Can you rewrite the lines of the listing below that run from the line holding "# test: pointer returns one pin per instance of the dense" through the end of the listing, inclusive, with "jungle" changed to "tropical" and everything else left as is? Give back only those lines.

+++ INFORMATION SHOWN

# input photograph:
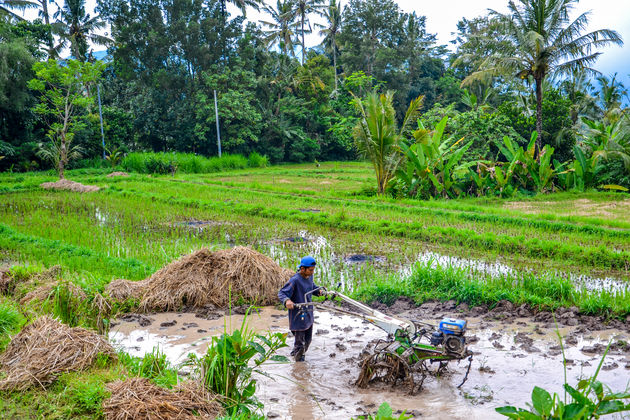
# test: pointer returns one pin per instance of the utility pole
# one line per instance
(216, 113)
(100, 114)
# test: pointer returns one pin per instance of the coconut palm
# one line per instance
(609, 138)
(241, 4)
(281, 26)
(611, 92)
(8, 6)
(302, 8)
(377, 136)
(332, 14)
(541, 41)
(76, 27)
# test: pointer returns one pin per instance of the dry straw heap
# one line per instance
(139, 399)
(47, 348)
(206, 277)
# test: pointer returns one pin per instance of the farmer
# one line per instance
(300, 322)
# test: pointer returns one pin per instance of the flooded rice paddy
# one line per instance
(509, 359)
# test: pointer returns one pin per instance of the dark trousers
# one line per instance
(302, 341)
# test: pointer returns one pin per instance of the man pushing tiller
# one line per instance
(297, 290)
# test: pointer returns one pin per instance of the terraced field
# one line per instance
(135, 225)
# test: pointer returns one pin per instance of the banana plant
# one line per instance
(534, 172)
(433, 163)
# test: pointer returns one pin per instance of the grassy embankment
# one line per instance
(138, 224)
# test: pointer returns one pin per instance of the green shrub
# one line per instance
(590, 399)
(167, 163)
(227, 367)
(154, 366)
(257, 161)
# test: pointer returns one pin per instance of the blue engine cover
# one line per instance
(453, 326)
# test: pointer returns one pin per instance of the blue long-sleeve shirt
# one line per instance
(295, 289)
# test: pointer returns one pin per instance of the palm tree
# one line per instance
(611, 92)
(241, 4)
(301, 8)
(541, 40)
(76, 27)
(332, 14)
(377, 136)
(281, 26)
(7, 7)
(609, 138)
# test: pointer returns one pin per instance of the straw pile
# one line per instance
(66, 184)
(139, 399)
(206, 277)
(47, 348)
(43, 292)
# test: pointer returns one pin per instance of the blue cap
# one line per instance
(307, 261)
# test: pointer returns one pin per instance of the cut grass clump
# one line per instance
(140, 399)
(169, 163)
(206, 277)
(11, 320)
(154, 366)
(47, 348)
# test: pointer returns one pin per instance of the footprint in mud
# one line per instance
(610, 366)
(497, 345)
(494, 336)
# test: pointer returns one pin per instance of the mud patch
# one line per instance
(501, 375)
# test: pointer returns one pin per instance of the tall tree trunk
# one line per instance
(303, 15)
(335, 64)
(62, 157)
(539, 111)
(50, 41)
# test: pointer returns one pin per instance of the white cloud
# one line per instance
(442, 17)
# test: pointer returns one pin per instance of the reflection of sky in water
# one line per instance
(334, 267)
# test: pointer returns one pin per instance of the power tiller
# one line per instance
(410, 348)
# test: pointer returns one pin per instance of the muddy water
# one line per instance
(505, 368)
(346, 268)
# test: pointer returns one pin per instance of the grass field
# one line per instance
(479, 251)
(137, 224)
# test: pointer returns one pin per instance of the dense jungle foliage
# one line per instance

++++++

[COMPLETE ANSWER]
# test: pointer returns one pin per instance of the dense tropical foliage
# one line per instance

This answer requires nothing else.